_Request_
From the data below, report each line that contains the string "baseball", copying the whole line. The match is case-sensitive.

_Listed entries_
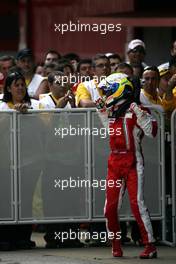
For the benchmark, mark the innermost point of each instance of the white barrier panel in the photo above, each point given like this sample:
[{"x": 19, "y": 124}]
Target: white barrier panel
[
  {"x": 173, "y": 159},
  {"x": 154, "y": 168},
  {"x": 57, "y": 164},
  {"x": 52, "y": 164}
]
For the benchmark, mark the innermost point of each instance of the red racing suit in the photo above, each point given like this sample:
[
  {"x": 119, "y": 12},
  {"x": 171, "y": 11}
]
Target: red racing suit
[{"x": 126, "y": 163}]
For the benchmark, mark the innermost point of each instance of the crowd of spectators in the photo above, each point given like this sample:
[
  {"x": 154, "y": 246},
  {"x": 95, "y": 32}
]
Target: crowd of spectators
[{"x": 69, "y": 81}]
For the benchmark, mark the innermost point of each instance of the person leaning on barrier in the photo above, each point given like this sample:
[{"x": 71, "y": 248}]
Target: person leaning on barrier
[
  {"x": 88, "y": 92},
  {"x": 129, "y": 122},
  {"x": 15, "y": 94},
  {"x": 36, "y": 84},
  {"x": 149, "y": 93},
  {"x": 60, "y": 95},
  {"x": 16, "y": 97}
]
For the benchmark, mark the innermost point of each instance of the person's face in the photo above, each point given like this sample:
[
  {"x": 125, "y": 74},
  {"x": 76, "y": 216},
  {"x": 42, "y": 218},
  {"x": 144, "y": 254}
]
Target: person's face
[
  {"x": 40, "y": 70},
  {"x": 163, "y": 84},
  {"x": 60, "y": 86},
  {"x": 102, "y": 67},
  {"x": 18, "y": 90},
  {"x": 51, "y": 57},
  {"x": 113, "y": 64},
  {"x": 136, "y": 55},
  {"x": 86, "y": 69},
  {"x": 5, "y": 66},
  {"x": 26, "y": 64},
  {"x": 173, "y": 51},
  {"x": 151, "y": 81}
]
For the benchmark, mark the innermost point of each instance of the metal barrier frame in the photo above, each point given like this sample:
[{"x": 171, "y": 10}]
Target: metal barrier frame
[
  {"x": 173, "y": 156},
  {"x": 13, "y": 168}
]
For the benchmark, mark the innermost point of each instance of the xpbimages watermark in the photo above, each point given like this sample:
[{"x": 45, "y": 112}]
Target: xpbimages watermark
[
  {"x": 102, "y": 28},
  {"x": 72, "y": 183},
  {"x": 86, "y": 131}
]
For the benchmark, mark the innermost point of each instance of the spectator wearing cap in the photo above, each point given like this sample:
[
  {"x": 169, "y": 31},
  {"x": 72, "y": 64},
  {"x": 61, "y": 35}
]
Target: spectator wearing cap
[
  {"x": 173, "y": 49},
  {"x": 136, "y": 52},
  {"x": 60, "y": 96},
  {"x": 165, "y": 75},
  {"x": 36, "y": 84},
  {"x": 84, "y": 73},
  {"x": 88, "y": 92},
  {"x": 149, "y": 94},
  {"x": 114, "y": 59}
]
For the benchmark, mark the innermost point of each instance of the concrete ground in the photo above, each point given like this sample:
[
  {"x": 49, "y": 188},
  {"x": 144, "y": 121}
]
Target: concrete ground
[{"x": 90, "y": 255}]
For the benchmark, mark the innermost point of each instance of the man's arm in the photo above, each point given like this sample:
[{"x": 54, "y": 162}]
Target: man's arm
[{"x": 83, "y": 97}]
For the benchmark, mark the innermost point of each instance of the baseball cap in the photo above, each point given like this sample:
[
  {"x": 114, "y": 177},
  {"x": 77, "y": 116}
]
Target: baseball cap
[
  {"x": 135, "y": 43},
  {"x": 1, "y": 78},
  {"x": 163, "y": 68},
  {"x": 24, "y": 53}
]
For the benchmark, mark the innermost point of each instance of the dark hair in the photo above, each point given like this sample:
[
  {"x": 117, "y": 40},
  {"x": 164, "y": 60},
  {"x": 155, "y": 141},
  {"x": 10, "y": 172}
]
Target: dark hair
[
  {"x": 97, "y": 57},
  {"x": 53, "y": 52},
  {"x": 7, "y": 58},
  {"x": 14, "y": 76},
  {"x": 152, "y": 68},
  {"x": 53, "y": 66},
  {"x": 83, "y": 61},
  {"x": 115, "y": 56},
  {"x": 172, "y": 62},
  {"x": 62, "y": 63}
]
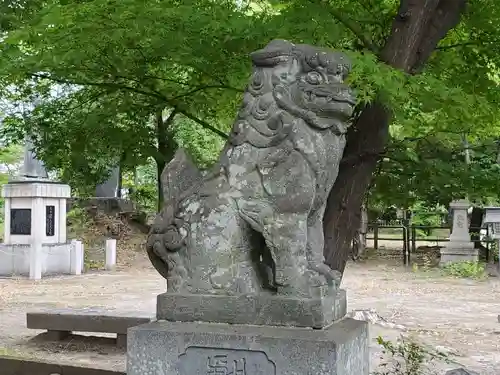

_Answer to the exercise_
For the benchmark, mark the innermost point of each instance of the baseball cap in the photo above, each point given like this sample:
Target: baseball cap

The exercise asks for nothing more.